## Given text
>>>>>

The virtues of collaboration in the extraordinarily complex and capital-intensive business of microelectronic technology development have been long recognized and are only becoming more important as transition to manufacturing on 450 mm wafers accelerates.
Industry Alignment on Cost and Time Savings in the 450 mm Transition
Jonathan Davis,1 Frank Robertson,2 Allen Ware3
1SEMI 2G450C 3M+W Group
The virtues of collaboration in the extraordinarily complex and capital–intensive business of microelectronic technology development have been long recognized and are only becoming more important as transition to manufacturing on 450 mm wafers accelerates.
Commercial wafer fabs are dependent on intricate synchronization and interoperability of hardware, software and other technology that is provided from numerous companies around the world. Both chipmakers and their suppliers benefit from coordinated planning activity. Consequently, the industry has developed many ways to achieve alignment and efficiency, including roadmaps, consortia–facilitated activity and standards development, to name just a few.
Formation of the Global 450mm Consortium (G450C), announced by Governor Andrew Cuomo in September 2011 and based at the College of Nanoscale Science and Engineering (CNSE) in Albany, N.Y. (Figure 1), provided a clearer sense of customer commitment to 450 mm development. It also represented significant opportunity to increase levels of collaboration as the semiconductor industry implements the capability to manufacture its products on larger wafers.
Figure 1. The G450C is based at the College of Nanscale Science and Engineering in Albany, N.Y.
By agreeing early in the transition on elements of chipmaking operations ranging from interoperable physical interfaces and components to streamlined methods for installation, the industry can save time and money. Another example of collaborative dialog is seen with the Facilities 450mm Consortium (F450C), a consortium formed in collaboration with G450C to focus on facilities and fab installation issues.

<<<<<

## Extracted information
>>>>>

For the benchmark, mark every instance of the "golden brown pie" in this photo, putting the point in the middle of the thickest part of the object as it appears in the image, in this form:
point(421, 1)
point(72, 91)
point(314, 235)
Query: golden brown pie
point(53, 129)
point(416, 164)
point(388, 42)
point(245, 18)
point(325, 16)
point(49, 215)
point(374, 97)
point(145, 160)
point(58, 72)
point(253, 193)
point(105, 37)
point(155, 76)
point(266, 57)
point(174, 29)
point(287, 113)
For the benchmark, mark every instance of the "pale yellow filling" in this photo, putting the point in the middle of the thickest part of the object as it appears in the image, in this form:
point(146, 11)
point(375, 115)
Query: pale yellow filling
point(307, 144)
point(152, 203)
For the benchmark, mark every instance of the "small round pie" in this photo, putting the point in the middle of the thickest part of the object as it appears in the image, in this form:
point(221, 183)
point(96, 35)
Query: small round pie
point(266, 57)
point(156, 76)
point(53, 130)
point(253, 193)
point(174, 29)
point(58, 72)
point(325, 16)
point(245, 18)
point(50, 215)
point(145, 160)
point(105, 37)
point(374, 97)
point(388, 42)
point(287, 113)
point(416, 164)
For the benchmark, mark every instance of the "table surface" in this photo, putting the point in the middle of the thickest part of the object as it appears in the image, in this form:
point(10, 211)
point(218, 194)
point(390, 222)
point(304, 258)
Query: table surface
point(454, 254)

<<<<<

Copy from the 450 mm transition text the stretch from "Industry Alignment on" through "just a few.", setting it down word for word.

## Reply to the task
Industry Alignment on Cost and Time Savings in the 450 mm Transition
Jonathan Davis,1 Frank Robertson,2 Allen Ware3
1SEMI 2G450C 3M+W Group
The virtues of collaboration in the extraordinarily complex and capital–intensive business of microelectronic technology development have been long recognized and are only becoming more important as transition to manufacturing on 450 mm wafers accelerates.
Commercial wafer fabs are dependent on intricate synchronization and interoperability of hardware, software and other technology that is provided from numerous companies around the world. Both chipmakers and their suppliers benefit from coordinated planning activity. Consequently, the industry has developed many ways to achieve alignment and efficiency, including roadmaps, consortia–facilitated activity and standards development, to name just a few.